▸ DIRECTIONS
The records sit below this line. Repeat all of them exactly.

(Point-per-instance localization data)
==*==

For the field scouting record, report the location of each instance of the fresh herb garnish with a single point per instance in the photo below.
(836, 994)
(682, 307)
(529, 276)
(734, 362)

==*==

▸ RESULT OF THE TASK
For the field scouting record, report the location of each instance of the fresh herb garnish with a single point per instance in the photo below.
(836, 994)
(682, 307)
(529, 276)
(734, 362)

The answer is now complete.